[What this task involves] Copy the records from the start down to the line containing "[[552, 243], [437, 594]]", swapping "pin" for "marker" and leaving everything else the same.

[Excerpted records]
◇ ◇ ◇ ◇ ◇ ◇ ◇

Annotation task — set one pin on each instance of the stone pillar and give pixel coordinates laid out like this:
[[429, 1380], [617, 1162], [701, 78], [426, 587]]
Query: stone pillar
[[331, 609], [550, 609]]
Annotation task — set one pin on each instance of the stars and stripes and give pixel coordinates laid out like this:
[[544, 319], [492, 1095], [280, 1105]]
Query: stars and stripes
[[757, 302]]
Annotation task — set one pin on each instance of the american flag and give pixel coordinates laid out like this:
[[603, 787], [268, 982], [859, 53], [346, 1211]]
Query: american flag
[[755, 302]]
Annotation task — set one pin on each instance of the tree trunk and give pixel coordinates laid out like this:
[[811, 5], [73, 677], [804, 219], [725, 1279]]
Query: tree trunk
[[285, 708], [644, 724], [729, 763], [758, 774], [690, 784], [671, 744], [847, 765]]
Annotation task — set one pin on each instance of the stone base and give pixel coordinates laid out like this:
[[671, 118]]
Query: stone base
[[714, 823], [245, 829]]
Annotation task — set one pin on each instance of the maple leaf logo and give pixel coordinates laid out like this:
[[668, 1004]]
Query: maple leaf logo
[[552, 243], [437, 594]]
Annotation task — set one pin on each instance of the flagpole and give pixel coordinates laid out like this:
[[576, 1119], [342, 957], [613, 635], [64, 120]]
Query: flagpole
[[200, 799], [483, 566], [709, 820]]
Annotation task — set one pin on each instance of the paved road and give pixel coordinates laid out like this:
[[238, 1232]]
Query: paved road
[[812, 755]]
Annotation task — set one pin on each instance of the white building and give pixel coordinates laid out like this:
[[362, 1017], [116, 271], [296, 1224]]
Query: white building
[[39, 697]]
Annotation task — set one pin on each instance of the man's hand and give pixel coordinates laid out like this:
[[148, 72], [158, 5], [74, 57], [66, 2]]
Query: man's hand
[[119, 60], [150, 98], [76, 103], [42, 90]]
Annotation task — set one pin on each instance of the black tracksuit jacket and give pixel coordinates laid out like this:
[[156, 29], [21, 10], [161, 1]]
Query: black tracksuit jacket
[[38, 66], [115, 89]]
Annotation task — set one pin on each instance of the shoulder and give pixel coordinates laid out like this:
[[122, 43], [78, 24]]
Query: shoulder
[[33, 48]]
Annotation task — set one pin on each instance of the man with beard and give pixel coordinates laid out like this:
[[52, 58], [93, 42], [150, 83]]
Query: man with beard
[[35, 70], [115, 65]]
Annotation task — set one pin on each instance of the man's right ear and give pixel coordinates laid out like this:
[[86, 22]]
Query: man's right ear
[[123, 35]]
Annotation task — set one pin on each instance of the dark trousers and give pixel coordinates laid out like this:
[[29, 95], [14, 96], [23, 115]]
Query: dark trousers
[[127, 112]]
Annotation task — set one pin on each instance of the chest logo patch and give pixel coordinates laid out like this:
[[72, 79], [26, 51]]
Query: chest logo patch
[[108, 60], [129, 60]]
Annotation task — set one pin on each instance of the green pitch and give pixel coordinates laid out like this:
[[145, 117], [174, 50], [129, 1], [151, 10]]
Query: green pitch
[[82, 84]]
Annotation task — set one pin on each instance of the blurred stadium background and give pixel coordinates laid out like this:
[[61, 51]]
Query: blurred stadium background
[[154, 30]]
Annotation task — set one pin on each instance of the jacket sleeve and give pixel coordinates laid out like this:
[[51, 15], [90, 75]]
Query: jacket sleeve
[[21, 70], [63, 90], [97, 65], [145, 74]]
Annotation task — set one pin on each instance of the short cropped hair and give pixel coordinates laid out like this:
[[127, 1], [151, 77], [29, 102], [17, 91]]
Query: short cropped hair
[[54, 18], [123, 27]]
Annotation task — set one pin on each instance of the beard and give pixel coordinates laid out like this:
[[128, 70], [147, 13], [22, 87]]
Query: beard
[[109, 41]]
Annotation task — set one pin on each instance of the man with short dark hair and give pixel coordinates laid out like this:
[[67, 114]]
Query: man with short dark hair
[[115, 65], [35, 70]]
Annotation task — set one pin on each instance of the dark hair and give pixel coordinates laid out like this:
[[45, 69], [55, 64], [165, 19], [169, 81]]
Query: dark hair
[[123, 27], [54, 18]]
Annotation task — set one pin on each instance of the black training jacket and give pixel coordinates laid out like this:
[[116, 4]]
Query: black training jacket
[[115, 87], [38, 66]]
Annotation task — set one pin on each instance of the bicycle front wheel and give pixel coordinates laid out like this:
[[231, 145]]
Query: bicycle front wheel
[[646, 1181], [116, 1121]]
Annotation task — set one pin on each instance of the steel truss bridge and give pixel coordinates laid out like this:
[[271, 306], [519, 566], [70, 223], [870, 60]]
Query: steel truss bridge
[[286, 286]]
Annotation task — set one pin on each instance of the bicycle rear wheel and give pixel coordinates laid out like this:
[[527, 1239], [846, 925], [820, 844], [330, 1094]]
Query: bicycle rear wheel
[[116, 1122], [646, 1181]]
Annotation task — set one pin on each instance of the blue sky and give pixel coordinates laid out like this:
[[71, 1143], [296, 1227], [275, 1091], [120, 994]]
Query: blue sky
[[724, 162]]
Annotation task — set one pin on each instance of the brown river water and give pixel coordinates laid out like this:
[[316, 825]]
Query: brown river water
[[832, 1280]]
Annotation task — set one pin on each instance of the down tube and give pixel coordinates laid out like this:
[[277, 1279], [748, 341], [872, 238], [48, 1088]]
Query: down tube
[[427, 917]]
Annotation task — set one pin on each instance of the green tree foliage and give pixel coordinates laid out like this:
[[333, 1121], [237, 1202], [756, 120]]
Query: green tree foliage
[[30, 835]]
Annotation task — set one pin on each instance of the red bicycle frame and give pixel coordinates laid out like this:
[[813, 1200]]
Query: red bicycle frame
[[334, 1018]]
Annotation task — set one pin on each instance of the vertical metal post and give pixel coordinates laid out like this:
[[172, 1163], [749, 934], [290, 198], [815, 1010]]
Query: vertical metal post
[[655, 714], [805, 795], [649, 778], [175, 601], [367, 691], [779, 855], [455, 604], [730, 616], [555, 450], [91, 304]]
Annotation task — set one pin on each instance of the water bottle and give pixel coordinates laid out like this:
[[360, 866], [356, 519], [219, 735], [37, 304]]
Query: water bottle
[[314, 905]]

◇ ◇ ◇ ◇ ◇ ◇ ◇

[Output for this exercise]
Annotation task — set one marker on each instance of the stone pillar and give pixel coordinates laid out like this:
[[429, 1380], [617, 1162], [701, 78], [426, 587]]
Query: stone pillar
[[331, 609], [550, 609]]
Annotation task — set one marker on each instance of the stars and stripes and give pixel coordinates laid out like this:
[[544, 319], [492, 1095], [280, 1105]]
Query: stars and stripes
[[757, 302]]
Annotation task — set one marker on each instance of the american flag and give pixel coordinates laid out like this:
[[603, 787], [268, 982], [859, 53], [346, 1211]]
Query: american flag
[[755, 302]]
Annotation task — set one marker on each instance of the tree trunk and give pixel coordinates laid out like this:
[[811, 5], [73, 677], [804, 219], [725, 1279]]
Query: tree trunk
[[285, 708], [644, 724], [729, 763], [758, 774], [690, 784], [671, 744], [847, 765]]
Annotation task — set one marker on each instance of the stone base and give pixel coordinates laid out like this:
[[671, 118]]
Query: stone base
[[714, 823], [245, 829]]
Annotation task — set one marker on each instance of the maple leaf logo and give pixel coordinates laid out like this:
[[668, 1004]]
Query: maple leaf logo
[[552, 243], [437, 594]]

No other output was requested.